Annotated photo localization data:
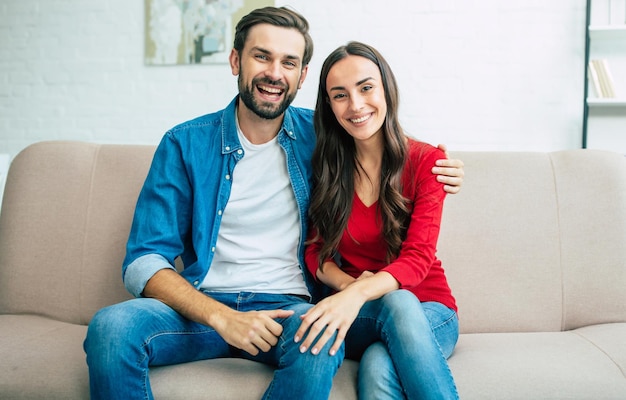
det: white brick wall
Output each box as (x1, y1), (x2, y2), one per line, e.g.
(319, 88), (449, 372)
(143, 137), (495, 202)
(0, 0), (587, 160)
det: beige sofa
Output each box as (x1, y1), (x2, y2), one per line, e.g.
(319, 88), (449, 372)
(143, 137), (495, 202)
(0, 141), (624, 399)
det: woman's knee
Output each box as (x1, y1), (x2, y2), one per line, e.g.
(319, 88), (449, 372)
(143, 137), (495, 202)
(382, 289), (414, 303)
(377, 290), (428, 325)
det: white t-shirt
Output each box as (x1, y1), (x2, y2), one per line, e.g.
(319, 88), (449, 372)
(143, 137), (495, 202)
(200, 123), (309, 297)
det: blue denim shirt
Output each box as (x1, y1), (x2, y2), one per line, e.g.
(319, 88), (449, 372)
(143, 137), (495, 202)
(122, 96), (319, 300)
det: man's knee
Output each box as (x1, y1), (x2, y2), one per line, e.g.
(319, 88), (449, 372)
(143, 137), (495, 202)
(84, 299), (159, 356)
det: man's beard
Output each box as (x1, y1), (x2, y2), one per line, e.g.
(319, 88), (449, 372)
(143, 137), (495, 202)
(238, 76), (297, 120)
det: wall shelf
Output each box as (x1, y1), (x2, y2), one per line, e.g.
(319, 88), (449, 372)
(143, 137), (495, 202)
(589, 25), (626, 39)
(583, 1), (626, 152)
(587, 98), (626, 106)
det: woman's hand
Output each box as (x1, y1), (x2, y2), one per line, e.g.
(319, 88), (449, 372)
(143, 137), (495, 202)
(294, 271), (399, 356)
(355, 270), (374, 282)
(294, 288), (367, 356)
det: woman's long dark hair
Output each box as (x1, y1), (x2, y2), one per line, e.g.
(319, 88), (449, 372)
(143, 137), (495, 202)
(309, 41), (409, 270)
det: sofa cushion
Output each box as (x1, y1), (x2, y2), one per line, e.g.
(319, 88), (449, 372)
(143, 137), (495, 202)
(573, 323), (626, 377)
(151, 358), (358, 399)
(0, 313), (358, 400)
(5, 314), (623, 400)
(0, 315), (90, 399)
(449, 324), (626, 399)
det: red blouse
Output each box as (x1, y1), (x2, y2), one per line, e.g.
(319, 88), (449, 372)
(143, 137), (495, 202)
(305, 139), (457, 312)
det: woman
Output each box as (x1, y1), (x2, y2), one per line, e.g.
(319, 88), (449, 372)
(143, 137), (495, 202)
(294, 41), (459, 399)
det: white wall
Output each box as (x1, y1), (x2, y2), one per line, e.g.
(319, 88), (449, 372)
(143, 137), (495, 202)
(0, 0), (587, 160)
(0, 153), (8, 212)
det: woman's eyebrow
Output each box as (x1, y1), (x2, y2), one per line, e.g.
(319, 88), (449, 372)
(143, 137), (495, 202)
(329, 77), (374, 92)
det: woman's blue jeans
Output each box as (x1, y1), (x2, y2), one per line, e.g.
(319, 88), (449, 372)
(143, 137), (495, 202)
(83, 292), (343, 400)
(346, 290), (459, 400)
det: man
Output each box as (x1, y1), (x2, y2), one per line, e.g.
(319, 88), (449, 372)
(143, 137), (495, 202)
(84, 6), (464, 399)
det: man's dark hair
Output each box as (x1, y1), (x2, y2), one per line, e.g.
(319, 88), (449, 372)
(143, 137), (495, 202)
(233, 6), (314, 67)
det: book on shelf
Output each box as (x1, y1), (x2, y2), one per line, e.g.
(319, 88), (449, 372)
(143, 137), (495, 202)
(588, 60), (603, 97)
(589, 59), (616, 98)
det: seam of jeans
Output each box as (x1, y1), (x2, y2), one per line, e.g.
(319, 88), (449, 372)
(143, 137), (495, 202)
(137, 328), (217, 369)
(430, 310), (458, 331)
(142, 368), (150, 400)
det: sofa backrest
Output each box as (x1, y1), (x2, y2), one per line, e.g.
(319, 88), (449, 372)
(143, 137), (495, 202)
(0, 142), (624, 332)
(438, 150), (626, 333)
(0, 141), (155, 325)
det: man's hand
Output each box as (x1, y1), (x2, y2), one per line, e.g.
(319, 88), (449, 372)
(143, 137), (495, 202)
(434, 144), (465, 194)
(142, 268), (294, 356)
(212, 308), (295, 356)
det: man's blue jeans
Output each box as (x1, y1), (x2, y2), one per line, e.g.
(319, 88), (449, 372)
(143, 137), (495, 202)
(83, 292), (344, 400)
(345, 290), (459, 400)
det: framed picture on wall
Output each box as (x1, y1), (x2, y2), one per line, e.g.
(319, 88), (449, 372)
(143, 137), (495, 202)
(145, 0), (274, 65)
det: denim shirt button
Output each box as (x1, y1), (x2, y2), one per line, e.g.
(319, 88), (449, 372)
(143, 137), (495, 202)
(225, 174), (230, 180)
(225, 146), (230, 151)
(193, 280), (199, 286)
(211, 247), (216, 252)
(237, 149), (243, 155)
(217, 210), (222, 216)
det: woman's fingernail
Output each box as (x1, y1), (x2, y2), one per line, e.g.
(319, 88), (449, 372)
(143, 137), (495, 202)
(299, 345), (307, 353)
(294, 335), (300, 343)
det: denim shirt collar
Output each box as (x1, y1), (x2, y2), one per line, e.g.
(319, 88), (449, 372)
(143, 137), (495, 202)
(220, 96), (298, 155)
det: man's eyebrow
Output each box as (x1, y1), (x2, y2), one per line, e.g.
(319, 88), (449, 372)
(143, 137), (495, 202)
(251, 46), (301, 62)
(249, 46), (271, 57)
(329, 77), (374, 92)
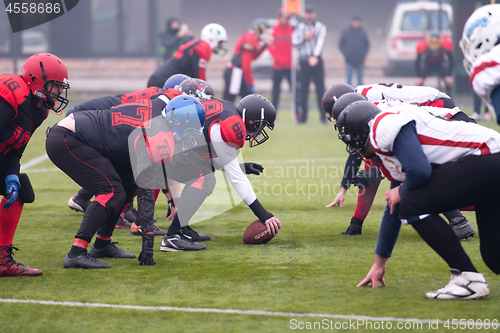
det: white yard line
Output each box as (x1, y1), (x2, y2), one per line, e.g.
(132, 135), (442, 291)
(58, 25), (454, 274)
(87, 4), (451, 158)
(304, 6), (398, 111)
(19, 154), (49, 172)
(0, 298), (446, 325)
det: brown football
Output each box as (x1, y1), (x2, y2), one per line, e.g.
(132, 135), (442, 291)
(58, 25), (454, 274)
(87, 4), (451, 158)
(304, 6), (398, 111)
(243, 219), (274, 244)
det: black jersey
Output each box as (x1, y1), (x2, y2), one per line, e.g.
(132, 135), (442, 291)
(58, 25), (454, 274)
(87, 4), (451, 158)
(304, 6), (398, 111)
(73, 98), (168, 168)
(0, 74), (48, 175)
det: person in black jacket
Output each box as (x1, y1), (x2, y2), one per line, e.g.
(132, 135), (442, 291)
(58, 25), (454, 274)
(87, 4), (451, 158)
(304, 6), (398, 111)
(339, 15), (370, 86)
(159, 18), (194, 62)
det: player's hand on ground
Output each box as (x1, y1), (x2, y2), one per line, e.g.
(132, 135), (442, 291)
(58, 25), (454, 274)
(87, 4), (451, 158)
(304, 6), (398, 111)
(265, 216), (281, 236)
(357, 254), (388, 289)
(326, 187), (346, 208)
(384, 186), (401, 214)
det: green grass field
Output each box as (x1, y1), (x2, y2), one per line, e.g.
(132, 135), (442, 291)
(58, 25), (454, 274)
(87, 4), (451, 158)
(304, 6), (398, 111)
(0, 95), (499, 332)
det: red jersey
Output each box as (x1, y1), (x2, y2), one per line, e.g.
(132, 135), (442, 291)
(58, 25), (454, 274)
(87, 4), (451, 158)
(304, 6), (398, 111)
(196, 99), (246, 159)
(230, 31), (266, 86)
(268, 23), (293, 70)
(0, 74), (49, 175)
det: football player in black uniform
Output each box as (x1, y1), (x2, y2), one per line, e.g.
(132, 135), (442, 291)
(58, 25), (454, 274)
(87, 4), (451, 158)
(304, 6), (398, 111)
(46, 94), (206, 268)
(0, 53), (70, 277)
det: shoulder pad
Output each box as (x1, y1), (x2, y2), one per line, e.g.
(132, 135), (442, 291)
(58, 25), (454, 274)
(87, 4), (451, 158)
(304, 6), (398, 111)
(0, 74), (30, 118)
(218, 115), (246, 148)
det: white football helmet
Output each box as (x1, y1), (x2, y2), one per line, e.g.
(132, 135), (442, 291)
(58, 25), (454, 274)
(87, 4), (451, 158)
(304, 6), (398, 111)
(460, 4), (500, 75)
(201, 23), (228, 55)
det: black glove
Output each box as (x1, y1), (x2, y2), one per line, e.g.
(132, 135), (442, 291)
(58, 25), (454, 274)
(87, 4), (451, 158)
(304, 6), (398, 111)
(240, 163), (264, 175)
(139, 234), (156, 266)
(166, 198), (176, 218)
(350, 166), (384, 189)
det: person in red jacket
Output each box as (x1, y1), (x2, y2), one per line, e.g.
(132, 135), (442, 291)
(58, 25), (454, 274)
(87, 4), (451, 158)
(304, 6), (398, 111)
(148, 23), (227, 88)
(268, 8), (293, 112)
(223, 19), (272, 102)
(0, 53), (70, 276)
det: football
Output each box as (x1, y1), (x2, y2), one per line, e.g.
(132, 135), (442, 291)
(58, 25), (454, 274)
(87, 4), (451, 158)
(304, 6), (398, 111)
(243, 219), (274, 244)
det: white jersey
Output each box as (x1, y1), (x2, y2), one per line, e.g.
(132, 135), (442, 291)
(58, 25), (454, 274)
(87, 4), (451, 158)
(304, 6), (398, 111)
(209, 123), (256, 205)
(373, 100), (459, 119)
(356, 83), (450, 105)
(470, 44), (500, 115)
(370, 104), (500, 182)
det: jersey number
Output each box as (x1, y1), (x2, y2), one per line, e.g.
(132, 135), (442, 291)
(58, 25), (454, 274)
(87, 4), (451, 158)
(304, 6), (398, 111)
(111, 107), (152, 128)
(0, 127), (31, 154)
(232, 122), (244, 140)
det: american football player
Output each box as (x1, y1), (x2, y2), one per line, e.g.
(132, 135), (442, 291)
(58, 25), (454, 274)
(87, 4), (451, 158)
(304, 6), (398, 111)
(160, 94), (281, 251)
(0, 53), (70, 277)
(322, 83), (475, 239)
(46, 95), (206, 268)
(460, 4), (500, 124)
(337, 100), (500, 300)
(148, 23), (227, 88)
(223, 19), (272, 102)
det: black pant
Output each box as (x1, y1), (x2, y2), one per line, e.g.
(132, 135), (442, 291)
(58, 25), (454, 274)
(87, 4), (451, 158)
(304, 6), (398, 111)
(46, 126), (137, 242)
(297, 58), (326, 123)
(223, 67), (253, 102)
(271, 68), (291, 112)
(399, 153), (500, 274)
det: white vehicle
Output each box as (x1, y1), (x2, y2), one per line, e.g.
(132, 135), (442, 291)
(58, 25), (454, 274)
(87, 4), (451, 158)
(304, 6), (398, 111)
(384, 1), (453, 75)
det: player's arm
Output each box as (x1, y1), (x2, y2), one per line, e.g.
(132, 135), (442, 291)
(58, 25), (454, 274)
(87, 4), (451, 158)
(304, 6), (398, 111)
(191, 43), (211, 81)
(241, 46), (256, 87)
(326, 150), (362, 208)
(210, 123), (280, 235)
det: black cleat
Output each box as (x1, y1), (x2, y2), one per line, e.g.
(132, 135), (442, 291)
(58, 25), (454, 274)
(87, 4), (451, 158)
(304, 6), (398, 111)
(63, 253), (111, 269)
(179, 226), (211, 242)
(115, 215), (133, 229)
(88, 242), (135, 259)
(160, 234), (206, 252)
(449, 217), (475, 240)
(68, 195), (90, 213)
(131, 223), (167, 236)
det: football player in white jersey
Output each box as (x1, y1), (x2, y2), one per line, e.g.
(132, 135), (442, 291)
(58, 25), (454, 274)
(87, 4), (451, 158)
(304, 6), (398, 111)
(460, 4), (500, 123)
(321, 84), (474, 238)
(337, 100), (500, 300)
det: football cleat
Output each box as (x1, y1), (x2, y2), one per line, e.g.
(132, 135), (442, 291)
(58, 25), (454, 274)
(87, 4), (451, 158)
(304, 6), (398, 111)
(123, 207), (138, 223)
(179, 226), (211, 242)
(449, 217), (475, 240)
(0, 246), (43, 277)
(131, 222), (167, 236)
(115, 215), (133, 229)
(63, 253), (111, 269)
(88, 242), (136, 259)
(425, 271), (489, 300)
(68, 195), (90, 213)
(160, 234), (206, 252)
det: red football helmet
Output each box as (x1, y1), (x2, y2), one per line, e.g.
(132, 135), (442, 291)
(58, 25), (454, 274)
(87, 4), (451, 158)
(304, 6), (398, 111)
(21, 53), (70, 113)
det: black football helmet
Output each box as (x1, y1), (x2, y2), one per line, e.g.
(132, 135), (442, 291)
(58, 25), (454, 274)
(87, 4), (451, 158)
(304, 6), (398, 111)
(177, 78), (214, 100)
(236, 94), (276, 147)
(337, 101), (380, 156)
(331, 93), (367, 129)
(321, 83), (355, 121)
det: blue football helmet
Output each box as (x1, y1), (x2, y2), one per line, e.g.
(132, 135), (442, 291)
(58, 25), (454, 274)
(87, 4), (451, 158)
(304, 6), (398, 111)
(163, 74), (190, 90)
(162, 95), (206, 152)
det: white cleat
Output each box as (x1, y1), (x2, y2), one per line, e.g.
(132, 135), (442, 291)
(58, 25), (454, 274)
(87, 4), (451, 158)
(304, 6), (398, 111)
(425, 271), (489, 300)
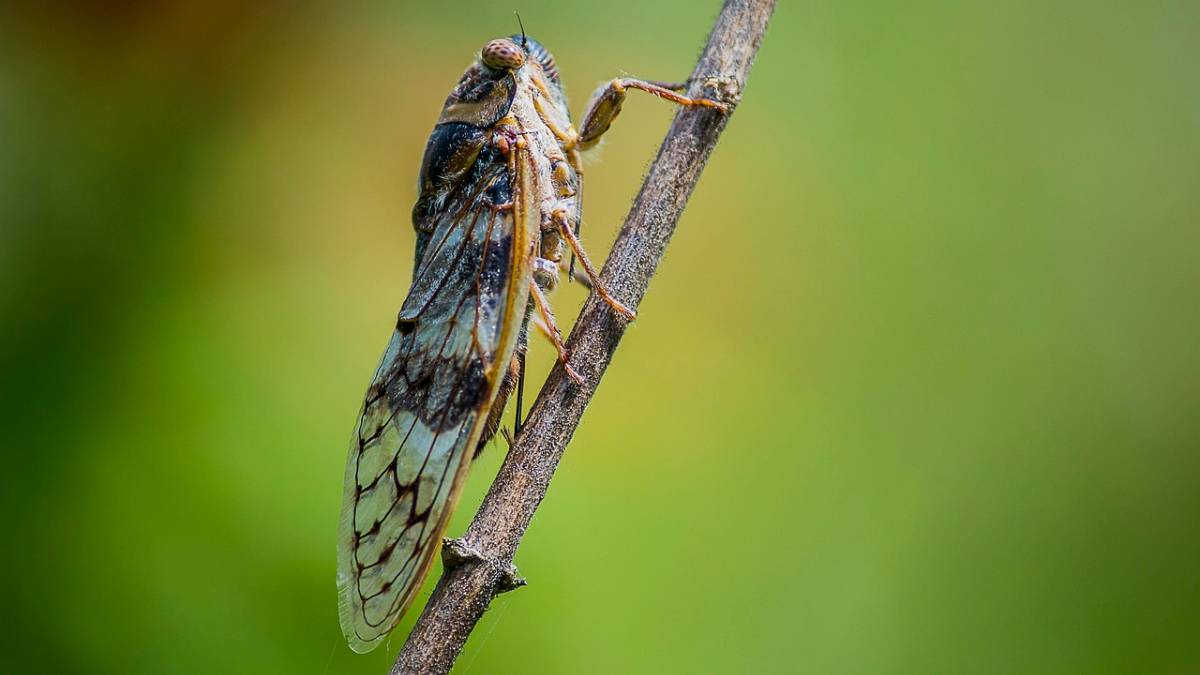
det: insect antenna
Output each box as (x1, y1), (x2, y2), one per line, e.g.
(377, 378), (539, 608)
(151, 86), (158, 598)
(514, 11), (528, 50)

Exercise prompt
Starting at the first line of the data, set down each line exactly until you have copied the line with "det: white wall", but leave the pictures out.

The completed task
det: white brick wall
Output each box as (x1, y1), (x2, y2), one per line, e.g.
(319, 88), (449, 372)
(143, 137), (495, 202)
(0, 0), (587, 160)
det: beige sofa
Output each box as (x1, y1), (x2, y2), one per line, e.g.
(319, 88), (449, 372)
(143, 137), (495, 202)
(0, 141), (624, 399)
det: woman's knee
Output each box as (x1, y1), (x2, y2), one per line, e.g.
(319, 88), (449, 372)
(143, 137), (495, 202)
(382, 289), (414, 303)
(377, 290), (428, 325)
det: white t-shirt
Output each box as (x1, y1), (x2, y2), one per line, e.g.
(319, 88), (449, 372)
(143, 137), (495, 202)
(200, 123), (309, 297)
det: blue denim shirt
Output each box as (x1, y1), (x2, y2), one per line, e.g.
(319, 88), (449, 372)
(143, 137), (495, 202)
(122, 96), (319, 300)
det: man's knee
Output each box as (x1, y1), (x2, y2), one per line, e.g.
(319, 88), (449, 372)
(143, 137), (495, 202)
(84, 299), (159, 356)
det: man's beard
Output each box as (x1, y1), (x2, y2), one per line, e.g.
(319, 88), (449, 372)
(143, 137), (495, 202)
(238, 76), (297, 120)
det: wall shelf
Output each box as (x1, y1), (x2, y2), one per line, e.g.
(319, 88), (449, 372)
(143, 137), (495, 202)
(589, 25), (626, 39)
(583, 1), (626, 152)
(587, 98), (626, 106)
det: woman's hand
Output each box as (x1, y1), (x2, y2), one per line, e.g.
(319, 88), (449, 372)
(143, 137), (495, 202)
(294, 271), (399, 356)
(355, 270), (374, 282)
(294, 288), (367, 356)
det: woman's long dark hair
Output each box as (x1, y1), (x2, y2), one per line, e.g.
(319, 88), (449, 372)
(143, 137), (495, 202)
(309, 41), (409, 270)
det: sofa cushion
Output each box as (x1, y1), (x2, y2), one per line, e.g.
(319, 88), (449, 372)
(143, 137), (495, 202)
(573, 323), (626, 377)
(151, 358), (358, 399)
(0, 313), (358, 400)
(5, 314), (623, 400)
(0, 315), (90, 399)
(449, 324), (626, 399)
det: red blouse
Output each box as (x1, y1), (x2, y2), one per line, e.g.
(319, 88), (449, 372)
(143, 137), (495, 202)
(305, 139), (457, 312)
det: woman
Output each box as (x1, y1), (x2, y2), one per line, e.g.
(319, 88), (449, 372)
(143, 137), (495, 202)
(294, 41), (459, 399)
det: white wall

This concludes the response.